# start of DATA EXTRACT

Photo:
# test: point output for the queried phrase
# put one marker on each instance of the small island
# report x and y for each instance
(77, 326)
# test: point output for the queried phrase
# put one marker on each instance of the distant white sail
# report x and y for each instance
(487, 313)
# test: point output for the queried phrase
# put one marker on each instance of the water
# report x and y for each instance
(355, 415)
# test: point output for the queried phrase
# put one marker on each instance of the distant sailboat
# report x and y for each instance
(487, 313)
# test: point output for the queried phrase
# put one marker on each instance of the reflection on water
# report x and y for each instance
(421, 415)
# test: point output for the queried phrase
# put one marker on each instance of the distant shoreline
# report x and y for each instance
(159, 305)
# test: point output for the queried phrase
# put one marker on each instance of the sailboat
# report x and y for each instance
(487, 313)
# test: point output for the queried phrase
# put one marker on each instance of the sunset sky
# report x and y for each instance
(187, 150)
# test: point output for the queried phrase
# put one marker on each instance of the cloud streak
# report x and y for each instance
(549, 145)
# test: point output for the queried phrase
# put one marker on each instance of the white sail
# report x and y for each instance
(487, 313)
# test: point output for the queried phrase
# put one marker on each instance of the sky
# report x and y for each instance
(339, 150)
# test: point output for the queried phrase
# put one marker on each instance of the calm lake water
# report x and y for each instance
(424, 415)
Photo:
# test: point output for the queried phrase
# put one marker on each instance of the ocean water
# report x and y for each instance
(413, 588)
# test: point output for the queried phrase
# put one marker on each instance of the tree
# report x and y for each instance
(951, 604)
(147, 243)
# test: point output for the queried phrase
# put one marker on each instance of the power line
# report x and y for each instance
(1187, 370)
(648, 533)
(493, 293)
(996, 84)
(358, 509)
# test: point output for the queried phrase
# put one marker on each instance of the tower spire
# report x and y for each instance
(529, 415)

# end of DATA EXTRACT

__EXERCISE__: Rewrite every line of the data above, shifting each x and y coordinate in the answers up by 23 and leaving all other text unchanged.

__RESPONSE BELOW__:
Photo:
# test: point output for the queried phrase
# put one marker on each instance of the small island
# report x and y for each instance
(100, 349)
# test: point output for the queried phrase
# put one marker on each instance of the distant white sail
# report x and y for each instance
(510, 336)
# test: point output for the queried phrase
# put one marker on each instance of the water
# report x and y for each instance
(378, 438)
# test: point output for the queried phrase
# put one marker on each instance of the distant sailboat
# report x and y for each instance
(510, 336)
# test: point output for the queried phrase
# put one marker on each instance of the reflection on water
# report x and y for each instance
(444, 438)
# test: point output for the queried phrase
# put one marker on each instance of the distant shoreline
# report x and y for each instance
(182, 328)
# test: point output for the queried phrase
# put one marker on each instance of the sailboat
# report x and y for each instance
(510, 336)
# test: point output for the queried phrase
# put one marker on each instance of the sunset sky
# report x and y for each instance
(210, 173)
# test: point output for the queried phrase
# put one marker on each instance of the cloud streak
# report x and y for each instance
(572, 168)
# test: point output for the queried phrase
# put one marker on each instance of the white sail
# report x and y for each instance
(510, 336)
# test: point output for the queried phrase
# put one marker on each instance of the sky
# report x and y for each instance
(362, 173)
# test: point output for the queried phrase
# put one marker on each instance of the calm lake water
# report x and y for each instance
(447, 438)
Photo:
# test: point output for the queried phrase
# put one marker on each instance of the ocean water
# report x and y for each instance
(436, 611)
# test: point output for the queried phrase
# put one marker on each instance of the tree
# report x and y for each instance
(974, 627)
(170, 266)
# test: point output for the queried phrase
# put one marker on each instance of the power line
# report x and y for each instance
(1210, 393)
(671, 556)
(516, 316)
(1019, 107)
(381, 532)
# test: point output for the queried phrase
# put one marker on each instance of the tower spire
# report x and y for each instance
(552, 438)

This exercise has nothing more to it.